Yunan matematikçi Öklid, Milattan önce yaklaşık 300 yılında, I.Ptolemy’nin hanedanlığı altındaki Mısır’ın İskenderiye şehrinde yaşamıştır. Öklid muhtemelen Athena’daki Platon’un Akademisi’nde çalışmalarını gerçekleştirmişti. Fakat Öklid’in zamanında, Ptolemy Hanedanlığı altındaki, prestijli ve geniş kütüphanesiyle İskenderiye şehri Platon’un Akademisi’ne halihazırda bir rakip olmuştu.
Öklid sık sık geometrinin babası olarak adlandırılır. Belki de bütün zamanların en önemli ve başarılı kitabı olan Stoicheion yani Elementler adlı eserini yazmış olması, bu sıfata layık olmasının bir gerekçesidir. Elementler eseri, o zamana kadar Antik Yunan’da meydana gelmiş matematiksel devrimin doruk noktasını simgeler.
Hatta İslam döneminin en ünlü matematikçilerinden olan Harezmi‘nin de ikinci dereceden denklemler çözmek adına geliştirdiği cebir yöntemini ortaya atmasında, bu eserin bir katkısı olduğu da söyleniyor. Ayrıca Öklid;
- Belirli oranlarda geometrik sayıların bölünmesi üzerine,
- Aynalar ve ışığın yansımasına ilişkin matematiksel teorilerle ilgili,
- Küresel astronomi yani göksel küre üzerindeki gökcisimlerinin konumunun belirlenmesine yönelik ve
- Optik ve müzik üzerine önemli çalışmalar şeklinde tanımlayabileceğimiz bir çok eser kaleme almıştır.
Öklid’in Elementleri
Öklid’in Elementler kitabı, Milattan önce yaklaşık 300 yılında yazılmış, 13 kitaptan oluşan matematiksel ve geometrik bir eserdir. Bu eser tanımlar, postulatlar (aksiyomlar), önermeler (teoremler ve yapılar) ve teoremlerin kanıtları gibi konuları kapsar. 13 kitap Öklid geometrisini ve temel sayı teorisinin Antik Yunan versiyonunu içerir. Elementler geçerliliğini kaybetmemiş en eski matematiksel çıkarım yöntemi olup mantığın ve modern bilimin gelişiminde çok önemli bir role sahip olduğu söylenebilir.
Öklid’in Elementleri şimdiye kadar yazılmış en başarılı eserlerden olup aynı zamanda matbaa icat edildikten sonra basılan ilk kitaplardan birisidir. Yayımlanan nüsha(baskı) sayısı açısından ise İncil’den sonra ikinci sırada gelmektedir(1000’in üzerinde).

════════════════════

Görev - Öklid ve Elementler hakkındaki yukarıdaki yazıyı, son cümlesinden sonra devam ettirerek yazın.

════════════════════

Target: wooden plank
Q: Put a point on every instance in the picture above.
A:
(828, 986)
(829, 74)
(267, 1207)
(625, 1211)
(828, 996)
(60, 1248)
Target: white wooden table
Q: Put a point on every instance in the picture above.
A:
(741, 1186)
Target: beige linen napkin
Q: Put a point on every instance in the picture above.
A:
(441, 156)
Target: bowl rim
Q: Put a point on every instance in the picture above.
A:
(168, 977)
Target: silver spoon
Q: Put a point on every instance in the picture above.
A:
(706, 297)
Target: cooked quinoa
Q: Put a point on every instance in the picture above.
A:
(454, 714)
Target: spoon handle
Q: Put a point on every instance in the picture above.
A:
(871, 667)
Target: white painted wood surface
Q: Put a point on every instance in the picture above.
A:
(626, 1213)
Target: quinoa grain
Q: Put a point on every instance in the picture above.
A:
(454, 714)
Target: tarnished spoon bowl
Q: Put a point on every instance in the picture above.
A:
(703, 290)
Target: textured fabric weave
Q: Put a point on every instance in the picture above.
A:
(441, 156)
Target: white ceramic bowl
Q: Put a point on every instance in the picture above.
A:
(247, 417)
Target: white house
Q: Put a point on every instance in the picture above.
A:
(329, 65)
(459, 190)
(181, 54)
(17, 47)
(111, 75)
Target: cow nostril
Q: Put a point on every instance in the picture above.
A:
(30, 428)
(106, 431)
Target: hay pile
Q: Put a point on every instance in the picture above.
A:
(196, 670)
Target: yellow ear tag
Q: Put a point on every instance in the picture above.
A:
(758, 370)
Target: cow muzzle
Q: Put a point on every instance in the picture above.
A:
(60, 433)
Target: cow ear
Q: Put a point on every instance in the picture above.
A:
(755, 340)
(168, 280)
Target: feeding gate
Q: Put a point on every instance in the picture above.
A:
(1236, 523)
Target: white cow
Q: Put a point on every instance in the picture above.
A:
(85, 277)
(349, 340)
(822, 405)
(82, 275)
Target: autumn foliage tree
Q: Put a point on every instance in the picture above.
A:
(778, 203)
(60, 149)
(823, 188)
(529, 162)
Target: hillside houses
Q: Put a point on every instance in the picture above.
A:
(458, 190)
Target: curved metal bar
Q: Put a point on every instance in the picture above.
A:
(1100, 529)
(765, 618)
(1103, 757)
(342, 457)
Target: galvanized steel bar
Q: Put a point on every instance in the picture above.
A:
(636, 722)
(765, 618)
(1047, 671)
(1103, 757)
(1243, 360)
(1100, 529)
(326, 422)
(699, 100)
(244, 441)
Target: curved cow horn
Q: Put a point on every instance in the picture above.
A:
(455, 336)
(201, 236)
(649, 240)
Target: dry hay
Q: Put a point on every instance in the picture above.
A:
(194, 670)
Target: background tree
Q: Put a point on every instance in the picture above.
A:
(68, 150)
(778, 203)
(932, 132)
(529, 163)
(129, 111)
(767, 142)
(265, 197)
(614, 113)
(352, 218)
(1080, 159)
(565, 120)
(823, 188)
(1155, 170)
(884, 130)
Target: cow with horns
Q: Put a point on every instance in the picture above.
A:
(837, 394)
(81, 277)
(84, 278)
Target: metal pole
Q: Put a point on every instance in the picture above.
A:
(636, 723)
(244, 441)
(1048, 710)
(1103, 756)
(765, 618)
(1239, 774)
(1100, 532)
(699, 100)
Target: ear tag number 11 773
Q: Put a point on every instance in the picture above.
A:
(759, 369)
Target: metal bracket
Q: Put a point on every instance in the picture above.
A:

════════════════════

Alıştırma çıktısı -
Yaklaşık 2000 yıl boyunca Batı dünyasında öğretilen geometri üzerine temel bir eser olarak kullanılmıştır. Matematik, geometri, müzik ve astronomi bütün üniversitedeki müfredatlara dahil edildiği zaman, Öklid’in Elementler kitabının en azından bir kısmının bilinmesi bütün öğrencilere zorunlu tutulmuştur. Yirminci yüzyıla kadar da bütün eğitimli insanların okuduğu bir kitap olarak kalmaya devam ettiğini söyleyebiliriz.
Elementlerde tanımlanan geometrik sistem uzun zaman boyunca klasik geometri olarak biliniyordu. Ancak günümüzde, 19.yüzyılda keşfedilen Öklid-dışı geometriden ayırmak için Öklid geometrisi olarak adlandırılır. Bu yeni geometri, matematikte en çok çalışılan aksiyomlardan biri olan Öklid’in beşinci postulatı üzerine 2000 yıl boyunca yapılan çalışmalar sonucu ortaya çıkmıştır.
Öklid’in Aksiyomları ve Kuralları
Öklid’in 1.Kitabı nokta, doğru ve yüzey gibi 23 tanımla başlar. Bunları beş postulat ve beş ortak görüş takip eder -Günümüzde bunlara aksiyomlar denir-. Bunlar, aşağıda yazılanların hepsinin temelidir:
Postulatlar:
- Herhangi iki noktayı birleştirerek düz bir doğru parçası çizilebilir.
- Bir doğru parçası, düz bir hat boyunca sonsuza kadar uzatılabilir.
- Bir doğru parçası kullanılarak, uzunluğu yarıçap olarak ve uç noktalarının biri merkez olacak şekilde bir daire çizilebilir.
- Bütün dik açılar eşdeğerdir.
- İki doğru parçası üçüncü ile kesişecek şekilde çizilirse bir taraftaki iç açıların toplamı iki dik açıdan daha azdır. Bu iki doğru parçası yeteri kadar uzatıldığında, o tarafta birbirleriyle kesişmelidir.(Paralel Postulatı olarak da bilinir.)
Ortak Görüşler:
- Aynı “maddeye” eşit olan şeyler birbirine de eşittir. (Öklid Bağıntısı)
- Eşit olanlara eşit olan miktarlar eklenirse toplamlar da eşit olur.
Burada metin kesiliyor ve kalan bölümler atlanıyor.